RECORDED INFORMATION.
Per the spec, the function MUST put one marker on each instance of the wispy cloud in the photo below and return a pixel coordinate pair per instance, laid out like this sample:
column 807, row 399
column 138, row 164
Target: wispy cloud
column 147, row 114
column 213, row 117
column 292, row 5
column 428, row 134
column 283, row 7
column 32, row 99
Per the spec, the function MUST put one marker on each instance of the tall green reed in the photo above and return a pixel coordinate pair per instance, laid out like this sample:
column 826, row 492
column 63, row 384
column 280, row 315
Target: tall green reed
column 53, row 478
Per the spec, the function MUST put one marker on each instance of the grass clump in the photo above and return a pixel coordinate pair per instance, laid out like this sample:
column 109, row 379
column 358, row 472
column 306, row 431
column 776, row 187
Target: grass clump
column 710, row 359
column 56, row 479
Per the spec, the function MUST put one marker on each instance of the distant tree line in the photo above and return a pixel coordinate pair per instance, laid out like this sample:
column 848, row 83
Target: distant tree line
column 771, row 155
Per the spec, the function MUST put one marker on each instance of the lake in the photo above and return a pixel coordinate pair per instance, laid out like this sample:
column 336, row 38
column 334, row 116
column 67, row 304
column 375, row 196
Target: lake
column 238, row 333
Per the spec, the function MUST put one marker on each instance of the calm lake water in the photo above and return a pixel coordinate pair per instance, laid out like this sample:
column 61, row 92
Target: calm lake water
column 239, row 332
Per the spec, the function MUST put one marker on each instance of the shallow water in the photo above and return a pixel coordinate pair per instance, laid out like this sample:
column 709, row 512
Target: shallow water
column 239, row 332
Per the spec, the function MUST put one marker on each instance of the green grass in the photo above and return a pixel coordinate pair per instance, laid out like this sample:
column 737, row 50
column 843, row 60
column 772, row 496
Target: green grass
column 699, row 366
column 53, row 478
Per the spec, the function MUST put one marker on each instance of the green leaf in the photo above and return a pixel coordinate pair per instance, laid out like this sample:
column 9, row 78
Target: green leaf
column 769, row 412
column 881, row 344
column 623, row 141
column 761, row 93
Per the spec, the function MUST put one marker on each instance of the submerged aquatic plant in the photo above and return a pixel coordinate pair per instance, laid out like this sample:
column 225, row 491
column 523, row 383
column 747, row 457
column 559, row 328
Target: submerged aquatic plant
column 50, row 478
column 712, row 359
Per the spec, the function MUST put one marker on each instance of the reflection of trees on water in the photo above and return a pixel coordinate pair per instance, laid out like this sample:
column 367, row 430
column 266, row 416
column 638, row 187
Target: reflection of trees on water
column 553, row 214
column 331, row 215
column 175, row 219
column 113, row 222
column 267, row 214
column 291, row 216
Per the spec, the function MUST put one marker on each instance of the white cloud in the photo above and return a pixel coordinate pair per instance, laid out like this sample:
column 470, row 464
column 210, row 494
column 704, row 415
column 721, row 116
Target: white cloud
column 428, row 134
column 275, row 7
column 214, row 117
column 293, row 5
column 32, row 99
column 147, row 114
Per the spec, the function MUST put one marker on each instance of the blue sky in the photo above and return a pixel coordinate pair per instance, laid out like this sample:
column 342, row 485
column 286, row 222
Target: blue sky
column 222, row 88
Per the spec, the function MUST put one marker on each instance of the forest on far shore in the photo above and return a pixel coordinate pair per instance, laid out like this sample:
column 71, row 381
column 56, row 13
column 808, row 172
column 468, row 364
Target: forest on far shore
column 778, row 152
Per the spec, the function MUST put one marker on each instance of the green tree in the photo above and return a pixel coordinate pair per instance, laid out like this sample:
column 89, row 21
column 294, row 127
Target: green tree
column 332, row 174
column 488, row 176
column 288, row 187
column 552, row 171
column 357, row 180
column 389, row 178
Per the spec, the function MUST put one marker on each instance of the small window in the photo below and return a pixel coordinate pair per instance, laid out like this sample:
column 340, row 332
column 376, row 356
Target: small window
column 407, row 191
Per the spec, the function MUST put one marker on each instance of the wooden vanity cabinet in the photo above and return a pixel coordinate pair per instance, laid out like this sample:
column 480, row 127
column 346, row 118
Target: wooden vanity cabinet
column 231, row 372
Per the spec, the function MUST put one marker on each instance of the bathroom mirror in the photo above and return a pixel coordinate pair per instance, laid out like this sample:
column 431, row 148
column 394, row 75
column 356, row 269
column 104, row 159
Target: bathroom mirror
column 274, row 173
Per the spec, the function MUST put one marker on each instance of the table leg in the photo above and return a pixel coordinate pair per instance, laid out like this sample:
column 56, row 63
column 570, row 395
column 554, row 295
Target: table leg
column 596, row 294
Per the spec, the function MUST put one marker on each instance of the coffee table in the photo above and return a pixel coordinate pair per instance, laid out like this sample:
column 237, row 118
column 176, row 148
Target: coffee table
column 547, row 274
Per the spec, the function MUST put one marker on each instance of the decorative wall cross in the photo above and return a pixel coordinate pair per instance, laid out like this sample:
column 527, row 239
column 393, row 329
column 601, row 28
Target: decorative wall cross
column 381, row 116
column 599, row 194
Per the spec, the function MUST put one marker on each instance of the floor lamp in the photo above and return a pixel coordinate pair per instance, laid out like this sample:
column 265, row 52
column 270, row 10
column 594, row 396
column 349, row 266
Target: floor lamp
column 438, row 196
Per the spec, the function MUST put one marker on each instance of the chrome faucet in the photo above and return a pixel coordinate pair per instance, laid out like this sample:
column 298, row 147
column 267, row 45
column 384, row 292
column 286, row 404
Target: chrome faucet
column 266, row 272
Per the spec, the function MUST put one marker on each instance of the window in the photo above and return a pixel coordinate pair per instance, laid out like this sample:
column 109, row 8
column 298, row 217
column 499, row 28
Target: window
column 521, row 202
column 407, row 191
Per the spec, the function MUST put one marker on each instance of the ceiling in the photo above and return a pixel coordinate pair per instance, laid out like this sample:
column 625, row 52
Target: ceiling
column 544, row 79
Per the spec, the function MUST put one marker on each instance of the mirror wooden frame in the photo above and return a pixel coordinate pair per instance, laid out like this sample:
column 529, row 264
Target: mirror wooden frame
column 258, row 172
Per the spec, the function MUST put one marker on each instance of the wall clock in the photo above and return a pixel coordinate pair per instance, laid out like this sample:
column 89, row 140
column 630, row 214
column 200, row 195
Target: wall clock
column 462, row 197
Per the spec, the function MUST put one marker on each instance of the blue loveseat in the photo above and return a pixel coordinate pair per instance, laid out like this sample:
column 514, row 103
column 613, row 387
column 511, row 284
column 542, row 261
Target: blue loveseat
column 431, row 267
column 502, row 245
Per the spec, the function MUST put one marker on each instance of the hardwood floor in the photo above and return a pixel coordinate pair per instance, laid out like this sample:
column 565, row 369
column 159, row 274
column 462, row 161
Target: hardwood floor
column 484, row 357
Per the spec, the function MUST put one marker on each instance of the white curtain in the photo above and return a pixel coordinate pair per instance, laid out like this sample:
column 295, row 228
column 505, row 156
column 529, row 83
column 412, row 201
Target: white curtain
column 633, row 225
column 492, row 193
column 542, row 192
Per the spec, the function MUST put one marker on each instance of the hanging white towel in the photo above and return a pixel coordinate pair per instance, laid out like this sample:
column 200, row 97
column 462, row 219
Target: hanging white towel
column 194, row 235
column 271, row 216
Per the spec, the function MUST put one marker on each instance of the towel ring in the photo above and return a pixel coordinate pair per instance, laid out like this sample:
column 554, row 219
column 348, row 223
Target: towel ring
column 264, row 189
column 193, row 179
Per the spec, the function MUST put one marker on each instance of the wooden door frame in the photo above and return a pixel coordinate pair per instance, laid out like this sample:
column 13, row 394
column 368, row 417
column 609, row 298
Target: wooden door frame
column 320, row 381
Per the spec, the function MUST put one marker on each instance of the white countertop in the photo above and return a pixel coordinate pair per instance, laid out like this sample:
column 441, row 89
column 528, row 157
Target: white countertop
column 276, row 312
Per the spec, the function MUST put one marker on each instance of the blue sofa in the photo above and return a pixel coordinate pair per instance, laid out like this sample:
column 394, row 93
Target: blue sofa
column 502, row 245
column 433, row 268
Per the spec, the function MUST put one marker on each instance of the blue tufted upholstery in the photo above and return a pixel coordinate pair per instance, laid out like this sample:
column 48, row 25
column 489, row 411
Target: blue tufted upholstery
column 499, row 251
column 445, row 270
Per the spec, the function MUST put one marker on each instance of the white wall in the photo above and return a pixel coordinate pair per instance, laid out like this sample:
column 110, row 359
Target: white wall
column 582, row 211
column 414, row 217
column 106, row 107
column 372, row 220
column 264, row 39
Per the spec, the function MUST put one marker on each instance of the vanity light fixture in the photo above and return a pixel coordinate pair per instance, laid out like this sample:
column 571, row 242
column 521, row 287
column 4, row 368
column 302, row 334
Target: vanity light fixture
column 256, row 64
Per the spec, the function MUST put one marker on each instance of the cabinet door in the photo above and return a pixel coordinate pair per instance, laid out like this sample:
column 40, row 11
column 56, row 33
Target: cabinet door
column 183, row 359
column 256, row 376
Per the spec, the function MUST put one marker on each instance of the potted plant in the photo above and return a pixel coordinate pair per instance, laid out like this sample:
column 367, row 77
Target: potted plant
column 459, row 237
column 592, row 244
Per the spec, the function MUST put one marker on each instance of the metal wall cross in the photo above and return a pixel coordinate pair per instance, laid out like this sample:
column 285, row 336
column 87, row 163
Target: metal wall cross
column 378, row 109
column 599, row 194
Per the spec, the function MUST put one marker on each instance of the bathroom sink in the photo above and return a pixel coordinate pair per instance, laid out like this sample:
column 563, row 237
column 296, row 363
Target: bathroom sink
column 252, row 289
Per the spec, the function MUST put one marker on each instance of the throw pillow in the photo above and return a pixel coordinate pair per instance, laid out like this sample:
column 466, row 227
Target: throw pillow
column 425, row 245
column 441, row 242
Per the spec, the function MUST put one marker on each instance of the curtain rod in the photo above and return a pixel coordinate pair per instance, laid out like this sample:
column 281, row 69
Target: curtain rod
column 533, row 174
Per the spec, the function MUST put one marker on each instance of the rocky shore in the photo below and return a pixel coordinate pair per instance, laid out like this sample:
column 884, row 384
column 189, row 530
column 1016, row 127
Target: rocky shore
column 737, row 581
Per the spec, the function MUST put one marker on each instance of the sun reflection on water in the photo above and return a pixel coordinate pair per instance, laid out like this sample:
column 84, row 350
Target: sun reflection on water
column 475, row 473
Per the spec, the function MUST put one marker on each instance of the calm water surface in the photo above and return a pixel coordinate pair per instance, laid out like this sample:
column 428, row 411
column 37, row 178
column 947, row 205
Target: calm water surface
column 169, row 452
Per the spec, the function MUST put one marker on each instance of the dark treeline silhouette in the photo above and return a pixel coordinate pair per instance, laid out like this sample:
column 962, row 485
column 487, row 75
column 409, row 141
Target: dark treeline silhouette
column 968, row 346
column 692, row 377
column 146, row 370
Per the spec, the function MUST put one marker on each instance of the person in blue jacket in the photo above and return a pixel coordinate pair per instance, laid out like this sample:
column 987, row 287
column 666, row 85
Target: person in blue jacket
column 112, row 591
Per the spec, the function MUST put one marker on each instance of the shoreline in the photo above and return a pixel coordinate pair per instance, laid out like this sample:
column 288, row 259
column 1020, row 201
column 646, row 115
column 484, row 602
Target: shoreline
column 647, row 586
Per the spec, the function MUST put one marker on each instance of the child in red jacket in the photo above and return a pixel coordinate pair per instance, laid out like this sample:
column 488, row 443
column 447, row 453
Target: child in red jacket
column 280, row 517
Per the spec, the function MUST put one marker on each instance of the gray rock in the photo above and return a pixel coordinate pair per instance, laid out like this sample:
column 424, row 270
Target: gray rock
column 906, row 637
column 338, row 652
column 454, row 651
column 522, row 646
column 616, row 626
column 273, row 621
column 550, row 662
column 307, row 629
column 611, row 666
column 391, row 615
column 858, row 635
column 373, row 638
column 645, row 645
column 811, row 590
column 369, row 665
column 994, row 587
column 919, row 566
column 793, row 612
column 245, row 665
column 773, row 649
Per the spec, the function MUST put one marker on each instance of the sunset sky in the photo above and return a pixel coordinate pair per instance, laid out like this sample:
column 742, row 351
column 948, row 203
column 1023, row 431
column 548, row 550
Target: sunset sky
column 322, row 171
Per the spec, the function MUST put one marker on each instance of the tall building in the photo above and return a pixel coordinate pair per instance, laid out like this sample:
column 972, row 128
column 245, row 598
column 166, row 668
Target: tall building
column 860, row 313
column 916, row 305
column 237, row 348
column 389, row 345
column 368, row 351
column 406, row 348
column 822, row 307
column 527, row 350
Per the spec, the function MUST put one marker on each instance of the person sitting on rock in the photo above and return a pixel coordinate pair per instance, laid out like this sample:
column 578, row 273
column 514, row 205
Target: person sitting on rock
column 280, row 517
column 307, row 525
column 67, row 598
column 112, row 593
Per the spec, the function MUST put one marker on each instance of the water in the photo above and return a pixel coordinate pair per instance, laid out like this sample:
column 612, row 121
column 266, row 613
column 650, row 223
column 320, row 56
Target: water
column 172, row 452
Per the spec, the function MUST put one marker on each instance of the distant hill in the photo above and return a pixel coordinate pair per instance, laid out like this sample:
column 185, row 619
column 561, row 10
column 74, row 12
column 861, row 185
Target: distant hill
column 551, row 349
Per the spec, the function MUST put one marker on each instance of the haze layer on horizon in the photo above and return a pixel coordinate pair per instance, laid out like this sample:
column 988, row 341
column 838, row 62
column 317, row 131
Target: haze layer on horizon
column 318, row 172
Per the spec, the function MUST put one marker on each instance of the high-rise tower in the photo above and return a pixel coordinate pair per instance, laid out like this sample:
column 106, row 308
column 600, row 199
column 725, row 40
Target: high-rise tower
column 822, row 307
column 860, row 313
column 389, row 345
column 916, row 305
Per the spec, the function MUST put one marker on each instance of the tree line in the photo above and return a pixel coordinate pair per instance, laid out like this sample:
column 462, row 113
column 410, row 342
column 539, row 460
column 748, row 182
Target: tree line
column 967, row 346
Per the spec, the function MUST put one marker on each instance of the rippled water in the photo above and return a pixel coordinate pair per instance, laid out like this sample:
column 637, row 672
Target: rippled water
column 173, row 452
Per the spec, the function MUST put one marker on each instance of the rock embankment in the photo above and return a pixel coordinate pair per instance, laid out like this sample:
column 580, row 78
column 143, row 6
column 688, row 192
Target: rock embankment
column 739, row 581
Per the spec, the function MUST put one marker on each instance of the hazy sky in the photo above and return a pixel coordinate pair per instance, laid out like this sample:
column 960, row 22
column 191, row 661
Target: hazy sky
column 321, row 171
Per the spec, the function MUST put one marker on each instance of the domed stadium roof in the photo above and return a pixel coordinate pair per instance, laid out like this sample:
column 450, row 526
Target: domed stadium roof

TASK DETAILS.
Write out only the final block of lines, starting at the line with "of the hazy" and running to the end of the material.

SOLUTION.
Per the spec, the function MUST put one marker on each instance of the hazy sky in the photo above and return a pixel coordinate pair per instance, laid out like this sample:
column 960, row 22
column 191, row 661
Target: hazy sky
column 321, row 171
Per the spec, the function MUST put one marker on each instance of the domed stadium roof in the photo above and return a pixel coordinate pair per instance, laid out like this sample:
column 450, row 526
Target: domed stadium roof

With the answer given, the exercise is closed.